Task list:
**A.** Please repeat the security news text word for word, starting at "A popular hacker" and ending at "for illicit means.".
**B.** Translate this sentence from the security news text into Spanish: "With hospitals already overwhelmed with the current pandemic, a ransomware attack shutting down their systems for any time could be devastating."
**C.** Resume the security news text after its final sentence, writing the next passage in the same style.

With much of the professional world now telecommuting, hackers have taken notice and are finding vulnerabilities within Zoom’s software to hijack online meetings. Over 400 new domains have been registered through Zoom in just the last month, of which many have been found to contain suspicious content or activity. Other adware variants have been found spoofing Microsoft’s Teams videoconferencing while performing malicious activities in the background.
In a push to limit the spread of ransomware throughout the healthcare industry, Microsoft has begun reaching out to hospitals that have public-facing VPNs or other remote-access services that could allow malicious activity when improperly setup. With hospitals already overwhelmed with the current pandemic, a ransomware attack shutting down their systems for any time could be devastating. In the end, it comes down to these organizations taking this notification seriously and locking down any unsecure devices or networks.
A popular hacker forum recently received sensitive details on over 4.9 million alive and deceased citizens of the country of Georgia. It is still unclear where the database originated, but one of the users posting the leaked data claims it did not come from the country’s election commission. Much of the information stored in the database could be easily used to identify and locate any number of individuals. More worryingly, the criminals could use the data belonging to more than 1 million deceased individuals for illicit means.

Supplied information:
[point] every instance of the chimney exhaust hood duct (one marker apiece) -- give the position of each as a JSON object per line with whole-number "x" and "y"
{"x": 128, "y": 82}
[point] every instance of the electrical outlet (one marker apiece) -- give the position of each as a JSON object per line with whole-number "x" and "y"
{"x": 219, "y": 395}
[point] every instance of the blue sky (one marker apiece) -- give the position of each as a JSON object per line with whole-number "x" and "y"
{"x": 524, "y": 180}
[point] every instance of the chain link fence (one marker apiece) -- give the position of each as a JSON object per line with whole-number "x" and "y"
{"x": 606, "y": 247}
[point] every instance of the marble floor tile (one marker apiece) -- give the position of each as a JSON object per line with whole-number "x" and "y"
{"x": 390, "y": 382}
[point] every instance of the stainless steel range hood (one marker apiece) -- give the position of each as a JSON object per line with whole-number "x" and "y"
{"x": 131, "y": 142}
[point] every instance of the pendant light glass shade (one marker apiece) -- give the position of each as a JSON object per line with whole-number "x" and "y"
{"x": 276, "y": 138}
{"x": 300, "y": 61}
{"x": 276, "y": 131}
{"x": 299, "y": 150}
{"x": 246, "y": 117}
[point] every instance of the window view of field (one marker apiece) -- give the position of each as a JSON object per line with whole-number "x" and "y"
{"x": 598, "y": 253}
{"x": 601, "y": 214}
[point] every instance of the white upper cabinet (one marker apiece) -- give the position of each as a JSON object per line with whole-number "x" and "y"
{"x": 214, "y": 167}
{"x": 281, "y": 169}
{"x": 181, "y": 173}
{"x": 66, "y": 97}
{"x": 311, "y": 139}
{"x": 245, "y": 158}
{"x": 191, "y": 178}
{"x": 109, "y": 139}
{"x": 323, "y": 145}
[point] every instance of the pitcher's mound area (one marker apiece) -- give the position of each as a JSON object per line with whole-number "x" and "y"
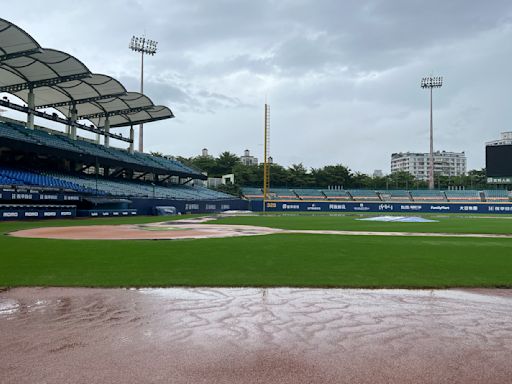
{"x": 158, "y": 231}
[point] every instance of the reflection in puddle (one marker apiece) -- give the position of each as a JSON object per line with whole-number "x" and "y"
{"x": 274, "y": 335}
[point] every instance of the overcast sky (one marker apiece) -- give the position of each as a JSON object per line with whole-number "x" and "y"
{"x": 342, "y": 78}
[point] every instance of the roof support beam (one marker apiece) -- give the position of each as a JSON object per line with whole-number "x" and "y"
{"x": 81, "y": 101}
{"x": 149, "y": 120}
{"x": 115, "y": 113}
{"x": 43, "y": 83}
{"x": 46, "y": 116}
{"x": 15, "y": 55}
{"x": 30, "y": 115}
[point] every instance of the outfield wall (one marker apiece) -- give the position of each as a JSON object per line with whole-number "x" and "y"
{"x": 380, "y": 207}
{"x": 143, "y": 206}
{"x": 24, "y": 212}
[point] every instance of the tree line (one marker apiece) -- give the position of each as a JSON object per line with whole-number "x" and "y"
{"x": 328, "y": 176}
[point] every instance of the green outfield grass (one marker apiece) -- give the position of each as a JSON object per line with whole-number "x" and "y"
{"x": 449, "y": 224}
{"x": 273, "y": 260}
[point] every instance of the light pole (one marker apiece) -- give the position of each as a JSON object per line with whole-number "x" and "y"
{"x": 144, "y": 46}
{"x": 431, "y": 83}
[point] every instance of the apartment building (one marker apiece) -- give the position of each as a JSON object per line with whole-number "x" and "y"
{"x": 418, "y": 164}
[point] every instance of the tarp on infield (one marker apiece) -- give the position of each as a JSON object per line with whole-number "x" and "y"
{"x": 163, "y": 211}
{"x": 400, "y": 219}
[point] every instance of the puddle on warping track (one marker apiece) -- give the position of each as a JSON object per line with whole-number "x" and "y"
{"x": 255, "y": 335}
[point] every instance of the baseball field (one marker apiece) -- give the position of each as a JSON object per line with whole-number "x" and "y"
{"x": 403, "y": 259}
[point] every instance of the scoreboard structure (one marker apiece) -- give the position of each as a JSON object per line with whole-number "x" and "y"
{"x": 498, "y": 160}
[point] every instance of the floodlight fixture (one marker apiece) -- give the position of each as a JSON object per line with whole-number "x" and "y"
{"x": 431, "y": 83}
{"x": 148, "y": 47}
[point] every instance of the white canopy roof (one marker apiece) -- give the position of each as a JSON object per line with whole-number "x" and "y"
{"x": 157, "y": 112}
{"x": 81, "y": 91}
{"x": 39, "y": 70}
{"x": 15, "y": 42}
{"x": 60, "y": 80}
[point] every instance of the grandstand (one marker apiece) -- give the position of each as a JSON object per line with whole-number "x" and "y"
{"x": 496, "y": 195}
{"x": 364, "y": 194}
{"x": 40, "y": 164}
{"x": 335, "y": 194}
{"x": 425, "y": 195}
{"x": 282, "y": 193}
{"x": 463, "y": 196}
{"x": 252, "y": 193}
{"x": 394, "y": 195}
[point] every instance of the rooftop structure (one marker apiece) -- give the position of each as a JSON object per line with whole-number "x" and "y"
{"x": 418, "y": 164}
{"x": 247, "y": 159}
{"x": 506, "y": 139}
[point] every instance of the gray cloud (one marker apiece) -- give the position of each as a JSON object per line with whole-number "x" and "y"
{"x": 342, "y": 78}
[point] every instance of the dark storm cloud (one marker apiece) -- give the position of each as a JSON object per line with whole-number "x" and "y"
{"x": 337, "y": 72}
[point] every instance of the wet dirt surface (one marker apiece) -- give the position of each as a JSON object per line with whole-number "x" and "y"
{"x": 251, "y": 335}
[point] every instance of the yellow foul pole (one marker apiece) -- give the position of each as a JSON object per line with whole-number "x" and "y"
{"x": 266, "y": 173}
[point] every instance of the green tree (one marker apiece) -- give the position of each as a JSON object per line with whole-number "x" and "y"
{"x": 248, "y": 175}
{"x": 225, "y": 163}
{"x": 298, "y": 176}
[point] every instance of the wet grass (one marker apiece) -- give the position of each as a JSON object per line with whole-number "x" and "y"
{"x": 450, "y": 224}
{"x": 273, "y": 260}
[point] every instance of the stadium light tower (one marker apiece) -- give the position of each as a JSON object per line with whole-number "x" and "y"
{"x": 431, "y": 83}
{"x": 148, "y": 47}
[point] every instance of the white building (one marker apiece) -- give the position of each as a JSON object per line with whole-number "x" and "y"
{"x": 204, "y": 153}
{"x": 247, "y": 159}
{"x": 418, "y": 164}
{"x": 506, "y": 139}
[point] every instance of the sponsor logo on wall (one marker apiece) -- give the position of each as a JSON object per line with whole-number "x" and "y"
{"x": 361, "y": 208}
{"x": 499, "y": 208}
{"x": 410, "y": 207}
{"x": 48, "y": 197}
{"x": 314, "y": 208}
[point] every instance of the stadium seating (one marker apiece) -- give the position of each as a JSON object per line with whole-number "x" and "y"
{"x": 18, "y": 132}
{"x": 394, "y": 195}
{"x": 426, "y": 195}
{"x": 496, "y": 195}
{"x": 463, "y": 195}
{"x": 12, "y": 175}
{"x": 335, "y": 194}
{"x": 364, "y": 194}
{"x": 309, "y": 194}
{"x": 88, "y": 184}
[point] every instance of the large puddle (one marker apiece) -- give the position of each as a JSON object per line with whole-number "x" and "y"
{"x": 249, "y": 335}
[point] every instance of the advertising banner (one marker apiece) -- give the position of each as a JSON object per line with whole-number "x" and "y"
{"x": 11, "y": 194}
{"x": 22, "y": 214}
{"x": 107, "y": 213}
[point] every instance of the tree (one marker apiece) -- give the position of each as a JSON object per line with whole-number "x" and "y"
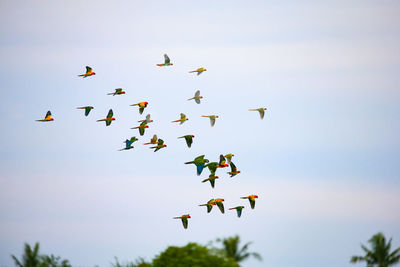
{"x": 230, "y": 246}
{"x": 192, "y": 255}
{"x": 31, "y": 258}
{"x": 379, "y": 255}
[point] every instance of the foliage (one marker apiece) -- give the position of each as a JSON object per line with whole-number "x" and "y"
{"x": 193, "y": 255}
{"x": 31, "y": 258}
{"x": 379, "y": 255}
{"x": 230, "y": 246}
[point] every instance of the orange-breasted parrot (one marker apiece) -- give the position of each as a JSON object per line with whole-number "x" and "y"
{"x": 160, "y": 144}
{"x": 141, "y": 127}
{"x": 184, "y": 219}
{"x": 200, "y": 163}
{"x": 252, "y": 199}
{"x": 209, "y": 205}
{"x": 87, "y": 109}
{"x": 211, "y": 178}
{"x": 129, "y": 142}
{"x": 234, "y": 170}
{"x": 153, "y": 140}
{"x": 167, "y": 61}
{"x": 196, "y": 97}
{"x": 238, "y": 210}
{"x": 109, "y": 118}
{"x": 260, "y": 110}
{"x": 148, "y": 120}
{"x": 220, "y": 205}
{"x": 229, "y": 157}
{"x": 141, "y": 105}
{"x": 222, "y": 162}
{"x": 47, "y": 118}
{"x": 212, "y": 119}
{"x": 199, "y": 71}
{"x": 182, "y": 119}
{"x": 89, "y": 72}
{"x": 118, "y": 91}
{"x": 188, "y": 139}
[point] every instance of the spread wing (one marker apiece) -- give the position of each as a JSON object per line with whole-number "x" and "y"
{"x": 167, "y": 60}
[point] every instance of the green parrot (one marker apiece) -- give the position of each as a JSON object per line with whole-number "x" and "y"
{"x": 211, "y": 178}
{"x": 238, "y": 210}
{"x": 200, "y": 163}
{"x": 188, "y": 138}
{"x": 260, "y": 110}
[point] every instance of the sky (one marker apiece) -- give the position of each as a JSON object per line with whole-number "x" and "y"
{"x": 324, "y": 161}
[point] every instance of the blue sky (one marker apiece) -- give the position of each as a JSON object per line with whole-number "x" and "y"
{"x": 324, "y": 161}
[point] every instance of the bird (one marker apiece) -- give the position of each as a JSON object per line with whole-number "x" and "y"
{"x": 47, "y": 118}
{"x": 188, "y": 138}
{"x": 220, "y": 205}
{"x": 184, "y": 219}
{"x": 199, "y": 71}
{"x": 182, "y": 119}
{"x": 260, "y": 110}
{"x": 152, "y": 140}
{"x": 118, "y": 91}
{"x": 109, "y": 118}
{"x": 211, "y": 178}
{"x": 238, "y": 210}
{"x": 129, "y": 143}
{"x": 141, "y": 127}
{"x": 252, "y": 199}
{"x": 160, "y": 144}
{"x": 148, "y": 120}
{"x": 142, "y": 106}
{"x": 234, "y": 170}
{"x": 212, "y": 119}
{"x": 87, "y": 109}
{"x": 222, "y": 162}
{"x": 167, "y": 61}
{"x": 200, "y": 163}
{"x": 89, "y": 72}
{"x": 196, "y": 97}
{"x": 209, "y": 205}
{"x": 229, "y": 157}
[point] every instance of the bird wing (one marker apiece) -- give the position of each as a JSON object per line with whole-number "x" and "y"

Answers to each task:
**A.**
A popular hacker forum recently received sensitive details on over 4.9 million alive and deceased citizens of the country of Georgia. It is still unclear where the database originated, but one of the users posting the leaked data claims it did not come from the country’s election commission. Much of the information stored in the database could be easily used to identify and locate any number of individuals. More worryingly, the criminals could use the data belonging to more than 1 million deceased individuals for illicit means.

**B.** Con los hospitales ya desbordados por la pandemia actual, un ataque de ransomware que paralice sus sistemas durante cualquier periodo de tiempo podría ser devastador.

**C.**
Officials have been working over the past month to identify the source of a data leak from an internal Marriott International application, which may have compromised the data of over 5 million customers. While the app itself didn’t collect payment of personal information, it did contain basic contact info and other hotel-related information. Fortunately, Marriott International has begun offering credit monitoring services for all affected clients and has pushed a mandatory password reset for their loyalty programs.
Many YouTube accounts were recently hijacked and renamed to variations of ‘Microsoft’ while streaming hours of cryptocurrency scams, all while pretending to be Bill Gates. These types of scams used to be extremely common on Twitter but have dropped off in recent years as the platform implemented security measures, so the scammers have switched to a more forgiving platform. Microsoft commented that the hijacked channels neither belonged to them, nor were they affiliated in any way.